EXTRACT:

Dreamhost supplies a fairly old version of Python in their shared hosting environments. It recently became necessary for me to use a newer version, and since this involved a bit of juggling, and since I’m also likely to forget how I did it, I thought I’d detail the steps here. These instructions should work with any Dreamhost shared hosting user, but follow them at your own risk.

The end result of this process is being able to run a current version of Python from your shared hosting user’s shell. It requires compiling, installing and running Python from your home directory rather than the system bin directories.

1. Create a helpful working directory
I chose to install all Python-related stuff in a python/ directory under my user’s home directory.

$ mkdir ~/python
$ cd ~/python

2. Download an up-to-date version of the Python source
At the time of writing this was 2.7.2. You may wish to use a different version.

$ wget http://www.python.org/ftp/python/2.7.2/Python-2.7.2.tgz
$ tar -xzf Python-2.7.2.tgz
$ cd Python-2.7.2

3. Establish the full path to your new Python working directory
When running the Python configure script, we need to supply a prefix that tells the compiler to set everything up locally. We’ll be running Python out of ~/python and we need to know full path to that directory.

$ pwd
/home/biggleszx/python/Python-2.7.2

Keep a mental note of this.

4. Run the Python configure script
We’ll supply the path to our python dir as established above, thus:

$ ./configure --prefix=/home/biggleszx/python

This sets everything up to install locally. You will see lots of technical output, but hopefully everything will progress OK (the Dreamhost environment has just about everything we need to install Python). If your project requires certain special Python features, you may need to install additional dependencies.

EXERCISE DIRECTIONS: Duplicate the part of the Dreamhost Python guide that opens with the words "Dreamhost supplies a" and closes with "your own risk.", word for word.

DATA SECTION:
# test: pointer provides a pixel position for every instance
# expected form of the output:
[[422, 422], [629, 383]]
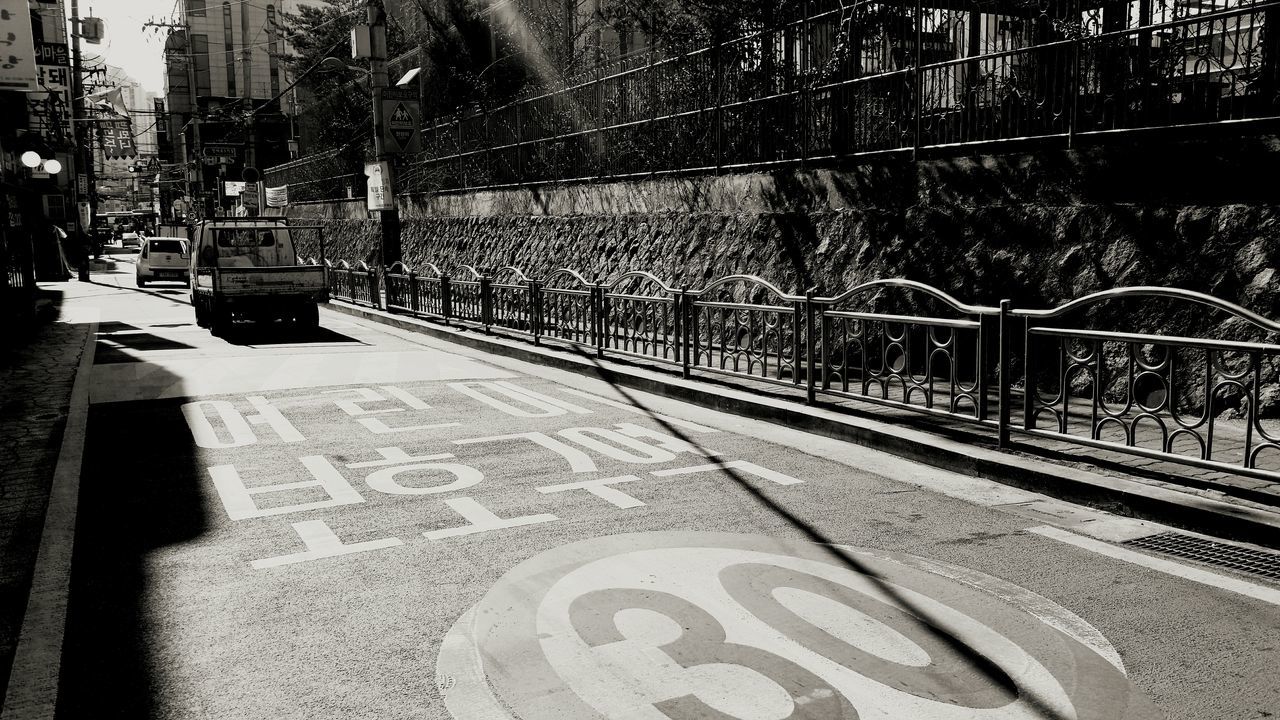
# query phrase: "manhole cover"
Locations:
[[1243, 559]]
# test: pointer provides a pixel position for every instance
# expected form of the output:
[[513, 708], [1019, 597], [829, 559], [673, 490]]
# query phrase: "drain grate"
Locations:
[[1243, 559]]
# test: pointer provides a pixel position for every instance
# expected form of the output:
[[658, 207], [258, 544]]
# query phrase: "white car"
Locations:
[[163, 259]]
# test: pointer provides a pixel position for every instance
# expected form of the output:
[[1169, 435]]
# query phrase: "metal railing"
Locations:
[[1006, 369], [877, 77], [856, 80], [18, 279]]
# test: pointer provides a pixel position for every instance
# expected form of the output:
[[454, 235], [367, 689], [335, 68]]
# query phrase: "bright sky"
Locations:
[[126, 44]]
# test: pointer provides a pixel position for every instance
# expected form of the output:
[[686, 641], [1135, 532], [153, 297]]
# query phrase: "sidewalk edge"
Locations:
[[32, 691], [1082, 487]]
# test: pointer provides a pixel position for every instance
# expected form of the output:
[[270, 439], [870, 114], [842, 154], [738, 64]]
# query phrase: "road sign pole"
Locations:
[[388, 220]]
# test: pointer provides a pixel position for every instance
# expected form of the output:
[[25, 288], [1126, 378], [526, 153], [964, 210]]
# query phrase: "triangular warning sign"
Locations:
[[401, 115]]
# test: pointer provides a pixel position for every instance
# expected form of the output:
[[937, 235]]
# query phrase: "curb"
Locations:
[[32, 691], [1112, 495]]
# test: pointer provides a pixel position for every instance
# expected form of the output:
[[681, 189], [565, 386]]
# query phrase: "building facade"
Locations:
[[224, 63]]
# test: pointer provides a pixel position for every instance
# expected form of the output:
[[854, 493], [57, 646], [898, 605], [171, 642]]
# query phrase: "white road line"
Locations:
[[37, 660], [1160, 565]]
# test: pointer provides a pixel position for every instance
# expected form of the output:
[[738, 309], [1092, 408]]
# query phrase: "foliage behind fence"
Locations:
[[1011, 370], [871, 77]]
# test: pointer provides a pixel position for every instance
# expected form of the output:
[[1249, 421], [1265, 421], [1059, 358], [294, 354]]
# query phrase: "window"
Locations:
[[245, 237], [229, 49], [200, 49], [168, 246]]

REPLY TO THE TASK:
Dreamhost supplies a fairly old version of Python in their shared hosting environments. It recently became necessary for me to use a newer version, and since this involved a bit of juggling, and since I’m also likely to forget how I did it, I thought I’d detail the steps here. These instructions should work with any Dreamhost shared hosting user, but follow them at your own risk.